### [Exercise objective]
Transcribe from the passage on bullying below the section from "And yet, assuming" to "has,’ Wellington agreed.", inclusive.

### [Text under study]
● ● ●

There is a very sad postscript to this. Not many months later, the appointee was diagnosed with what proved to be terminal ovarian cancer. PC was at neither funeral nor memorial occasion. Of course not. Her cruelty to others, her self-rightous glee – was it? – at witnessing their discomfiture, her ruthless contempt for her victims, were of all a piece. And with this went ostentatious displays of magnanimity and/or comforting. I once witnessed her pulling a woman student to her breast in order to offer succour, as she did so glancing around to make sure her behaviour didn’t go unnoticed. ‘See.’ the gesture and glance said, ‘I’m all heart.’ (As a friend of mine, who also witnessed the moment, whispered to me, ‘Pass the sick bucket.’)

And yet, assuming PC’s behaviour to be prompted by her being on the psychopathic spectrum, we perhaps have no alternative but to accept such behaviour as genuine, though I doubt whether the author of A Physical Education would much care one way or the other. Nor should he. The damage Professor Caligula did to others was considerable and sometimes lasting. When in 1819 the Duke of Wellington called Castlereagh into his Cabinet office in order to tell him ‘I feel bound to inform you that you are out of your mind,’ Castlereagh, so the story goes, having replied ‘If you say so, it must be so,’ went outside and immediately cut his own throat. Wellington would hardly have cared, any more than he did when the Duke of Pembroke, riding beside him at Waterloo, reported aghast ‘By Jove, my leg’s been shot off.’ ‘By Jove, so it has,’ Wellington agreed.

It is the nature of the psychopathic personality to be unaware of, or at all events indifferent to, the suffering of others. In this wholly excellent book, Jonathan Taylor inevitably reports on much that might be thought of as calculated sadism, as well as other forms of behaviour that bullying either permits or encourages. He also includes a number of photographs of himself as infant and young boy, including some which hint at or as good as declare the vulnerable innocence of any child before the power of bullying has become an inextricable part of our experience. And all this is enclosed in an utterly compelling account of a subject that is inevitably and – unavoidably – of interest to us all.

● ● ●

### [Supplied data]
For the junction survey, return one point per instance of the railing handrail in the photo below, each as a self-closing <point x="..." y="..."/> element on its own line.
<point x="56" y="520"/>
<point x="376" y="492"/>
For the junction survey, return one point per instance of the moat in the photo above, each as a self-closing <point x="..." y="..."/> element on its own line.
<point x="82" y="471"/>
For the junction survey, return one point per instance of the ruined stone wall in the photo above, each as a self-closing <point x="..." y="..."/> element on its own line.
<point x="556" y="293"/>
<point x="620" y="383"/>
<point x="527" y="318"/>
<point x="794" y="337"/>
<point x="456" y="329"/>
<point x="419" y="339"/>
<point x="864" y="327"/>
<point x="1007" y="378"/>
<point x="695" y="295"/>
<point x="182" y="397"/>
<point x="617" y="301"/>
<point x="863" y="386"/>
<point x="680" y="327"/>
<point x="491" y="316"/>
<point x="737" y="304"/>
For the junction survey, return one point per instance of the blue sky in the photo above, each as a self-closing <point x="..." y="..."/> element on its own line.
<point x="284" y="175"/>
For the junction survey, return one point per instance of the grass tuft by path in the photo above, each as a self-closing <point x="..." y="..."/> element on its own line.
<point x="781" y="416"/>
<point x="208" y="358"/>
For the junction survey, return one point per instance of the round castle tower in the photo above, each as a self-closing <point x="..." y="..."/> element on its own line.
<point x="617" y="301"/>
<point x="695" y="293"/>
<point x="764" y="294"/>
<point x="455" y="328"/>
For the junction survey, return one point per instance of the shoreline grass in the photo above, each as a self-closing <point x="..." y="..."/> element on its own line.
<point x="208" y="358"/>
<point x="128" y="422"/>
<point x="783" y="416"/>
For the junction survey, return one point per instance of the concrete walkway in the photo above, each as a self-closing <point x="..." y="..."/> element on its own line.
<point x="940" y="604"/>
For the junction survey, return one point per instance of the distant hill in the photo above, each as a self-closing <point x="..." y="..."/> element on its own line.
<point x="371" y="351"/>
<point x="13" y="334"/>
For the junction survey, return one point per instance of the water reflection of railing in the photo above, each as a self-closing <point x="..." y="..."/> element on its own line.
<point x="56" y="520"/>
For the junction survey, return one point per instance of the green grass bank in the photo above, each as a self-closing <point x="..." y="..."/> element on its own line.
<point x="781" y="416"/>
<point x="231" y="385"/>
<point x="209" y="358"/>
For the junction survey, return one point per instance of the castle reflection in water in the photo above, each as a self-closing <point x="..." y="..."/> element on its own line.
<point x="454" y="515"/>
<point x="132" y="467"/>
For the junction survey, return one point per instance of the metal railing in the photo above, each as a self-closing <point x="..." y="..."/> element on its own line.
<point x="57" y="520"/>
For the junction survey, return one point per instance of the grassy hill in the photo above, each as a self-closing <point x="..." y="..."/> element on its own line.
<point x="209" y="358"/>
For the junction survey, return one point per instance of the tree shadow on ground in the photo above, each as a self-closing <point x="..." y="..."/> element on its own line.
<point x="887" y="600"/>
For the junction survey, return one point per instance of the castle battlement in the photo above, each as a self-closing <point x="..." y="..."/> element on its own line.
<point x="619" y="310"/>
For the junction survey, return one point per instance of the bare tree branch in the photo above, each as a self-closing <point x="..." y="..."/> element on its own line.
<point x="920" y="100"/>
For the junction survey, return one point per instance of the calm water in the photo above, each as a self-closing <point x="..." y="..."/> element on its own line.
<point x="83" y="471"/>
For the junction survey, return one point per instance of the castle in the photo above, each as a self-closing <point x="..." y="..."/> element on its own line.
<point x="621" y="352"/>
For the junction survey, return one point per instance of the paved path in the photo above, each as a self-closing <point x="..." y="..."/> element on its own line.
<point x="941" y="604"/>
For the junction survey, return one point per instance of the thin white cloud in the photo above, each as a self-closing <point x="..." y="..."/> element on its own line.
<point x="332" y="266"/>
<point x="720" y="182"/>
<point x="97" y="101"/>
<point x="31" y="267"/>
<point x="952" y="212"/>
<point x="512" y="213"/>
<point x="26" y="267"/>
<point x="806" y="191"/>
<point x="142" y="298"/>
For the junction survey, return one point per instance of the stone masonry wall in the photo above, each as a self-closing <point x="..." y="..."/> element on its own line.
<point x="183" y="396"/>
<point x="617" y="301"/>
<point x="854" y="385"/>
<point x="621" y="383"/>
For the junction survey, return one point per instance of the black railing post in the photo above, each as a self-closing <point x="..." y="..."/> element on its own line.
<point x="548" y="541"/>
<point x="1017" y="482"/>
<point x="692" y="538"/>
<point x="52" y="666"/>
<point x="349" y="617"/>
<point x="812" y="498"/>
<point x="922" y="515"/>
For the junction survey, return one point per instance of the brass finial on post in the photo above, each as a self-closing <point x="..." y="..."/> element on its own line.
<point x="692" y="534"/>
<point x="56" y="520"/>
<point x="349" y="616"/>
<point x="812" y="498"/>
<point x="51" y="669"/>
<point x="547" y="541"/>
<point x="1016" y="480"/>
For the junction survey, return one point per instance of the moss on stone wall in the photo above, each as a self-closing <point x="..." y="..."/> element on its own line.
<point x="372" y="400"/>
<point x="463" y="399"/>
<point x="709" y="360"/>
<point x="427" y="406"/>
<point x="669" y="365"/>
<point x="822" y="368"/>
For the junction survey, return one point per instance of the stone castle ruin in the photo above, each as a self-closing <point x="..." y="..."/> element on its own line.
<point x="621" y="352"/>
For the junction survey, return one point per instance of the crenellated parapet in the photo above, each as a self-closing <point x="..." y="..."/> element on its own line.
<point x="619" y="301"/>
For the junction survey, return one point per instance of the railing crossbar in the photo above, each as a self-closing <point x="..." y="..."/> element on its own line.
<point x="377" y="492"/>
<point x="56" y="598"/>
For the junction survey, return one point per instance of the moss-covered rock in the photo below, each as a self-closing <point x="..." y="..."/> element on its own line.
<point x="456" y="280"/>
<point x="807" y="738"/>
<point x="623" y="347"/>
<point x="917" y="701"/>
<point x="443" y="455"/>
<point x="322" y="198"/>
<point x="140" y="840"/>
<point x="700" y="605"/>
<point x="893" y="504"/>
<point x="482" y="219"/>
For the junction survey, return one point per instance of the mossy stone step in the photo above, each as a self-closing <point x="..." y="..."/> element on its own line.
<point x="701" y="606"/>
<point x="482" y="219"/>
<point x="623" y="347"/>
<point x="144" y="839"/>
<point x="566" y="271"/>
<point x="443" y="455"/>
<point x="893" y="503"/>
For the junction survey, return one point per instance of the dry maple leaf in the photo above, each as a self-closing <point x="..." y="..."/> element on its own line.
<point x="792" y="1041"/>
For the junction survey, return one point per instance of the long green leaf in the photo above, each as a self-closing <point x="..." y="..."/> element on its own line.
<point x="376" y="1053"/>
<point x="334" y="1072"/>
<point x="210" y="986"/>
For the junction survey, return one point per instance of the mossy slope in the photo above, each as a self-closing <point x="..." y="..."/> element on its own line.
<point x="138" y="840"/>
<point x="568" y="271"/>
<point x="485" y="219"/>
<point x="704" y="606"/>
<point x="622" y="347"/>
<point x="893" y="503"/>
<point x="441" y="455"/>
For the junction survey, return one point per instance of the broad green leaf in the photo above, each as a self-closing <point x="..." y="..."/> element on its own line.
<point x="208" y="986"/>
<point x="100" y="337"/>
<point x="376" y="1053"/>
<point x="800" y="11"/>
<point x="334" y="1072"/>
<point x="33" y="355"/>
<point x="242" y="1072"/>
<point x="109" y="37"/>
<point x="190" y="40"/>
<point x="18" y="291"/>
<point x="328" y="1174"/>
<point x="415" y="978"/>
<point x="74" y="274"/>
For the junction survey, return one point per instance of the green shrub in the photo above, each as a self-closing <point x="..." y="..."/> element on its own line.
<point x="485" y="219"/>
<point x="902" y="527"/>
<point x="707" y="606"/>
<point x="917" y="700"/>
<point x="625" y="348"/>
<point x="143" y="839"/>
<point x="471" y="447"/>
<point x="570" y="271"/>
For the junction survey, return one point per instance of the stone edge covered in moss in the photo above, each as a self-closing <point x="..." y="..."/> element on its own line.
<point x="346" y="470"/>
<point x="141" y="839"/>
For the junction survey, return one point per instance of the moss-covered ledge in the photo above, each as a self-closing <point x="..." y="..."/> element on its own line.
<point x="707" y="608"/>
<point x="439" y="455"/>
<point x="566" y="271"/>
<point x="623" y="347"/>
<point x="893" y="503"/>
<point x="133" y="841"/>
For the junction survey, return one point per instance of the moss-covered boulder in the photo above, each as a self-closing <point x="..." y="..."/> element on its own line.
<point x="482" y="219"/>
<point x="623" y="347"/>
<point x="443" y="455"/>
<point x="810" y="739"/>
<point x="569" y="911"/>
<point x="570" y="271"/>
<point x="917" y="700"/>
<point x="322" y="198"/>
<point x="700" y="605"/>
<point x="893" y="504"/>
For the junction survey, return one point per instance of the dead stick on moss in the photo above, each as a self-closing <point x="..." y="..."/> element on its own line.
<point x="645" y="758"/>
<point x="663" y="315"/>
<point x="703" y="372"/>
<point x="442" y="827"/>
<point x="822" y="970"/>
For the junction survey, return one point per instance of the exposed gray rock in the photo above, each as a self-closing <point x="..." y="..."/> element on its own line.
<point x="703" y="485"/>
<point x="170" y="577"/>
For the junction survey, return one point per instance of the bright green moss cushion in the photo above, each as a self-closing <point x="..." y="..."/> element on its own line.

● ● ●

### [Task solution]
And yet, assuming PC’s behaviour to be prompted by her being on the psychopathic spectrum, we perhaps have no alternative but to accept such behaviour as genuine, though I doubt whether the author of A Physical Education would much care one way or the other. Nor should he. The damage Professor Caligula did to others was considerable and sometimes lasting. When in 1819 the Duke of Wellington called Castlereagh into his Cabinet office in order to tell him ‘I feel bound to inform you that you are out of your mind,’ Castlereagh, so the story goes, having replied ‘If you say so, it must be so,’ went outside and immediately cut his own throat. Wellington would hardly have cared, any more than he did when the Duke of Pembroke, riding beside him at Waterloo, reported aghast ‘By Jove, my leg’s been shot off.’ ‘By Jove, so it has,’ Wellington agreed.